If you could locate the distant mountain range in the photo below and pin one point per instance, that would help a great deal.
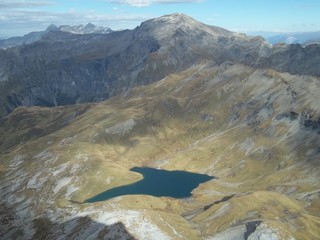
(35, 36)
(290, 38)
(61, 68)
(181, 95)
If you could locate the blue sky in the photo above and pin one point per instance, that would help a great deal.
(18, 17)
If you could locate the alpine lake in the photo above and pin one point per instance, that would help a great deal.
(158, 183)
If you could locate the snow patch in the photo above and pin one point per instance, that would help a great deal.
(62, 183)
(121, 128)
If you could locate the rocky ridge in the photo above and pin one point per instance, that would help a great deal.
(64, 68)
(255, 130)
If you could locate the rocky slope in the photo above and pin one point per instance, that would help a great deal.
(255, 130)
(64, 68)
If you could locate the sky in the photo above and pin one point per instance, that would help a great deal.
(19, 17)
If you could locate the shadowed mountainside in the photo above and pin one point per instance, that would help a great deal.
(64, 68)
(255, 130)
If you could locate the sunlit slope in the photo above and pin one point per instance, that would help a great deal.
(256, 131)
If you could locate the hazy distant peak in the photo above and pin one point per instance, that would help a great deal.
(52, 27)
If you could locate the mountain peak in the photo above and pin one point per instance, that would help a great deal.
(52, 27)
(166, 26)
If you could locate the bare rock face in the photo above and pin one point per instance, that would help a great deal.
(64, 68)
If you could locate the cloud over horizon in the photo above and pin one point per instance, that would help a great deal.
(144, 3)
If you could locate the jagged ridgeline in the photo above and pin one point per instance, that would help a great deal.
(63, 68)
(185, 97)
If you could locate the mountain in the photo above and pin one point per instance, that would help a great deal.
(301, 38)
(36, 36)
(87, 29)
(64, 68)
(182, 96)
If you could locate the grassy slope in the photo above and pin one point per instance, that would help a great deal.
(220, 120)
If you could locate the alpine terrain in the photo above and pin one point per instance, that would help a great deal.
(78, 111)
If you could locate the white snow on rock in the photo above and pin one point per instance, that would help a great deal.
(62, 183)
(138, 224)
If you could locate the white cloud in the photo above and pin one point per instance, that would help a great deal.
(5, 4)
(20, 22)
(144, 3)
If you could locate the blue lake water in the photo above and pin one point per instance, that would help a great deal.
(158, 183)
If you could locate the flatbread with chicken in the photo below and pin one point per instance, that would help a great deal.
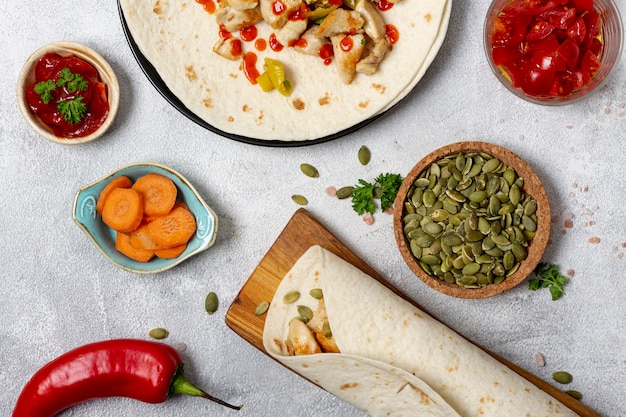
(358, 340)
(328, 66)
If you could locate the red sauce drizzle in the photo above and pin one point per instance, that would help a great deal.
(301, 43)
(300, 14)
(260, 44)
(249, 67)
(346, 44)
(278, 7)
(384, 5)
(274, 44)
(95, 96)
(209, 5)
(224, 34)
(235, 47)
(249, 33)
(326, 53)
(392, 34)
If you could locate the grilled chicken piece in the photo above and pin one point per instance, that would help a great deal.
(374, 25)
(300, 339)
(234, 20)
(278, 20)
(340, 21)
(321, 329)
(291, 31)
(240, 4)
(348, 50)
(369, 64)
(312, 43)
(228, 48)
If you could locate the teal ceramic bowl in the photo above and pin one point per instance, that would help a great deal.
(85, 215)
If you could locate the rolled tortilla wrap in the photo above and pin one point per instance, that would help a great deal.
(386, 344)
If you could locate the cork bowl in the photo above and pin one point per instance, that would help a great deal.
(532, 187)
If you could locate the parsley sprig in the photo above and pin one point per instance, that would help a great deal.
(72, 110)
(385, 187)
(548, 276)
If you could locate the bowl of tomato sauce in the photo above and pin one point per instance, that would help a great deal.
(553, 52)
(68, 93)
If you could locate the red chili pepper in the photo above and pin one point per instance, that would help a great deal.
(146, 371)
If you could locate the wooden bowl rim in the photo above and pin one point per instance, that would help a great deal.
(532, 186)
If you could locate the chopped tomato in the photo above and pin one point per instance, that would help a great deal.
(548, 47)
(539, 30)
(568, 53)
(577, 31)
(589, 65)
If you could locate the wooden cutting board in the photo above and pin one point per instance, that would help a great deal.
(302, 232)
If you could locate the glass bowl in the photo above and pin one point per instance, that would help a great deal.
(532, 187)
(611, 34)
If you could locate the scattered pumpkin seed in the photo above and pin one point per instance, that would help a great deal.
(305, 312)
(574, 394)
(562, 377)
(158, 333)
(344, 192)
(364, 155)
(211, 303)
(468, 220)
(309, 170)
(316, 293)
(291, 297)
(300, 199)
(326, 329)
(261, 308)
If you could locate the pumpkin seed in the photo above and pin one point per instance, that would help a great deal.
(158, 333)
(261, 308)
(309, 170)
(574, 394)
(211, 303)
(326, 330)
(467, 216)
(364, 155)
(300, 199)
(291, 297)
(344, 192)
(305, 312)
(316, 293)
(562, 377)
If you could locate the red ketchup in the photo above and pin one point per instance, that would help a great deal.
(94, 96)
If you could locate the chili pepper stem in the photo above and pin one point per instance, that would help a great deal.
(180, 385)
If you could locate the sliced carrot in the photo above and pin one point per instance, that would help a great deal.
(122, 244)
(140, 238)
(173, 229)
(123, 210)
(170, 253)
(118, 182)
(159, 193)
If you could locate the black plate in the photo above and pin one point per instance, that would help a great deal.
(162, 88)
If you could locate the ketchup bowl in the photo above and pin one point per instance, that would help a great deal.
(553, 53)
(76, 100)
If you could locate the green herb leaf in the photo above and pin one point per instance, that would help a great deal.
(385, 188)
(389, 184)
(72, 110)
(71, 81)
(45, 89)
(548, 276)
(363, 198)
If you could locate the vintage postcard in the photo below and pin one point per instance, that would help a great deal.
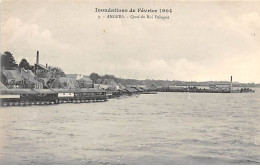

____________________

WHAT THIS TASK INVOLVES:
List every line in the records that contains the word "snow".

EXERCISE SOLUTION:
If you could locate the snow patch in the photo above and pin one point per instance, that would help a great deal.
If you could locate the white snow on rock in the photo above and pin one point per instance, that would help a great deal.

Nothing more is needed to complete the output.